Filed under Movies, Style, Uncategorized

14 responses to “Style on Film: Bell, Book and Candle

  1. kim

    I love that film – am gonna go and buy the dvd now!! Very Christmassy.

  2. Teresa Jones

    THANK YOU for this! I was searching the Web for stills from the film because I love the style of it, especially Gil’s apartment and clothes. This is perfect!

  3. Pingback: D’inspiration vintage : Betty Blue’s Loungerie |

  4. Annette Johnson

    my husband thinks the color of Kim Novak’s hair is due to the age of the film(it is loosing color). I wanted to know what color Kim novak’s hair IS in this movie,

    • jesse stewart

      the movie studio created hair colors for their stars for films, Kim Novak’s color was champage blonde, I am a classic movie fan, so I know these things.

  5. Actually she was called the lavender blonde. They often put a light lavender rinse on her hair to make her stand out from the other blondes of this time period. Lavender became her signature color via Columbia Studio and she hated the whole concept. They even had her answer fan mail using a purple ink pen.

  6. All this time I thought that dress she wore when draped across the sofa was black, turns out it is a beautiful maroon.

  7. Katherine Williams

    I really enjoyed reading your observations about the fashion in Bell, Book & Candle. I was born the year that movie came out so I”‘ve been watching it every Christmas. I really appreciate the fashion from the film now. It holds up very well. I especially love that reversible leopard cape. All the clothes look so chic. I wish I could dress like that because the clothes are amazing. I’ve purchased the DVD so even though it doesn’t play very much anymore on cable I can still watch it whenever I want. Thanks!

* _SHORT EXERCISE_:
Carry on the reader comments about the style of Bell, Book and Candle, picking up after the last comment shown.

* _RECORDS SUPPLIED_:
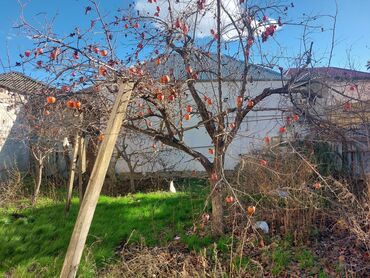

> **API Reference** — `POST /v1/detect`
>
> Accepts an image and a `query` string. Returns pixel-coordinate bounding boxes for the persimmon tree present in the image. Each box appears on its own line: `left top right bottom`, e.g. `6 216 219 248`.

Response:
20 0 330 234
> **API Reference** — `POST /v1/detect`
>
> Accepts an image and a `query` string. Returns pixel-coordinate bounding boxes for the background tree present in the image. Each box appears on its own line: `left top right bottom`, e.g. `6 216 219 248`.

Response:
17 0 334 234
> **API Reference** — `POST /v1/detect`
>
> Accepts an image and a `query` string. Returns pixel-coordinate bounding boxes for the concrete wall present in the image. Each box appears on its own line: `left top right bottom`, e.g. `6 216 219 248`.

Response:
0 88 29 175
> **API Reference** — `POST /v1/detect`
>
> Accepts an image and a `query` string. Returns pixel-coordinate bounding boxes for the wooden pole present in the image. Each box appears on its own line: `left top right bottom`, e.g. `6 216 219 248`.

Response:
60 82 133 278
78 136 86 204
65 131 80 213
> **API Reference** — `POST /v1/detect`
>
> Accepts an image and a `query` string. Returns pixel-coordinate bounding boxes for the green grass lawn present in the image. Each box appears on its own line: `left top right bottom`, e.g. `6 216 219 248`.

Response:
0 186 209 277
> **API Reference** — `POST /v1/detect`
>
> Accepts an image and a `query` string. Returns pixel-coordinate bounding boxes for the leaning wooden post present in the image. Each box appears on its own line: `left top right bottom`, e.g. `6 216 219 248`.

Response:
65 131 80 213
60 82 133 278
78 136 86 204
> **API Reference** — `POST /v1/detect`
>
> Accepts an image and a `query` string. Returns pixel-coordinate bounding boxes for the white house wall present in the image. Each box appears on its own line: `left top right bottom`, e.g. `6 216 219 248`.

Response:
0 88 28 176
116 81 288 172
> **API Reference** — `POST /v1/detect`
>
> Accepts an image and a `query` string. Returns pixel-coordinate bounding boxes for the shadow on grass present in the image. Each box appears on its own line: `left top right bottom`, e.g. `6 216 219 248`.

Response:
0 188 205 277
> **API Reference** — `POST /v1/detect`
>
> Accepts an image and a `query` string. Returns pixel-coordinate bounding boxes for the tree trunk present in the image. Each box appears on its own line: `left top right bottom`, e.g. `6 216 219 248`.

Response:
32 160 44 205
104 151 118 194
207 156 224 236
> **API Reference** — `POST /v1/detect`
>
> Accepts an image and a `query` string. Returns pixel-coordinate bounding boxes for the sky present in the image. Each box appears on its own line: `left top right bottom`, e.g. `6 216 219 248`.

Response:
0 0 370 77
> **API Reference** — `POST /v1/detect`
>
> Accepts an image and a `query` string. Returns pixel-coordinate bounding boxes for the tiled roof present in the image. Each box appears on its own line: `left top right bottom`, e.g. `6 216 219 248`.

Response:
285 67 370 80
0 71 50 93
146 54 281 81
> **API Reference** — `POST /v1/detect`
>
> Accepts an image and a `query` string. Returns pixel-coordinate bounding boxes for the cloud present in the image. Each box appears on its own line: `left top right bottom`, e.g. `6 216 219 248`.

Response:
135 0 276 41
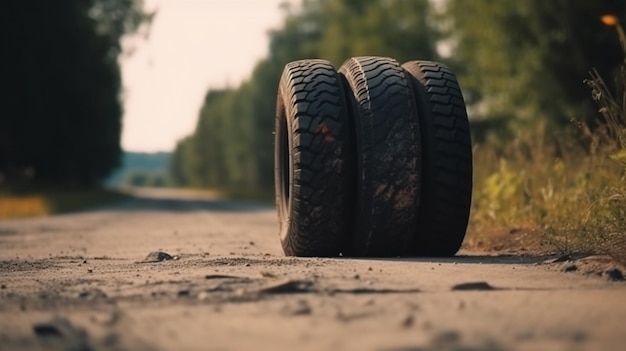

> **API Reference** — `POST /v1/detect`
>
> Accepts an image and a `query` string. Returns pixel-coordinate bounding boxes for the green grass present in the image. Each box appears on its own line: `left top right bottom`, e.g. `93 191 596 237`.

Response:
466 31 626 264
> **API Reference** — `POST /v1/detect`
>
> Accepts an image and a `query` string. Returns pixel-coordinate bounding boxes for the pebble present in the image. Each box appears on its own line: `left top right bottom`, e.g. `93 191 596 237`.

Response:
452 282 495 290
604 268 624 281
562 264 578 272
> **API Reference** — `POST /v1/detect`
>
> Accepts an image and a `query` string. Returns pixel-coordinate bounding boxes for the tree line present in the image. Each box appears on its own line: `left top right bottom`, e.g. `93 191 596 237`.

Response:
0 0 151 187
170 0 626 198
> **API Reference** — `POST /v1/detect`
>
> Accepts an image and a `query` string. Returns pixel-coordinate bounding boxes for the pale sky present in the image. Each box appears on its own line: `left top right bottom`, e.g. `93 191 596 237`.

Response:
121 0 297 152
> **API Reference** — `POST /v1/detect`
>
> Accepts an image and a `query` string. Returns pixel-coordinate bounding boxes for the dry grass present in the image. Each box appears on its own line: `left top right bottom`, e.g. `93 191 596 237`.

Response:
466 25 626 264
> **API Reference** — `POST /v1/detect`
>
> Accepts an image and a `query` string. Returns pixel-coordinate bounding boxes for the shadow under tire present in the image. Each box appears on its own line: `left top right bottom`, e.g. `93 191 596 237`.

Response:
339 56 420 257
274 59 354 257
402 61 472 257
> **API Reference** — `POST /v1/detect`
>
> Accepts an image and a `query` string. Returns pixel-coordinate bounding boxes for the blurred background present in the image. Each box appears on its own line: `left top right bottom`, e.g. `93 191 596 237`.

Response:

* _TASK RESPONSE_:
    • alisonkerr

      Thanks for your comment Katherine – might go and dig out my DVD to watch tomorrow in readiness for Christmas Day, and for style inspiration! I bought a dress this winter which could easily pass for one of Gil’s – and I think of the film every time I wear it.

  8. Amy

    Love, love, the Leopard cape, I said the same thing, timeless beauty. Where, oh where could I ever get one!

  9. Maria

    Kim Novak was known as “the lavender blonde.” The studio did add a slight mauve-ish tone to her hair to ash it out. In the very late fifties (and into the early sixties), ash tones were more high fashion than were more golden tones.

    Bell, Book and Candle has been my favorite movie for many, many years. I watch it each year at Christmas. I would love to have Gillian ‘ s wardrobe.

    • alisonkerr

      Thanks so much for your comment and insight, Maria. I too would love that wardrobe (and the apartment!) – she can keep the cat though!

  10. Jessica

    Well, ’tis the season, time for Bell Book and Candle again, yummy! I love the glamorous New York City buildings in this movie, want to move into Merle’s place… Does anyone know the exact address, Google search didn’t turn it up.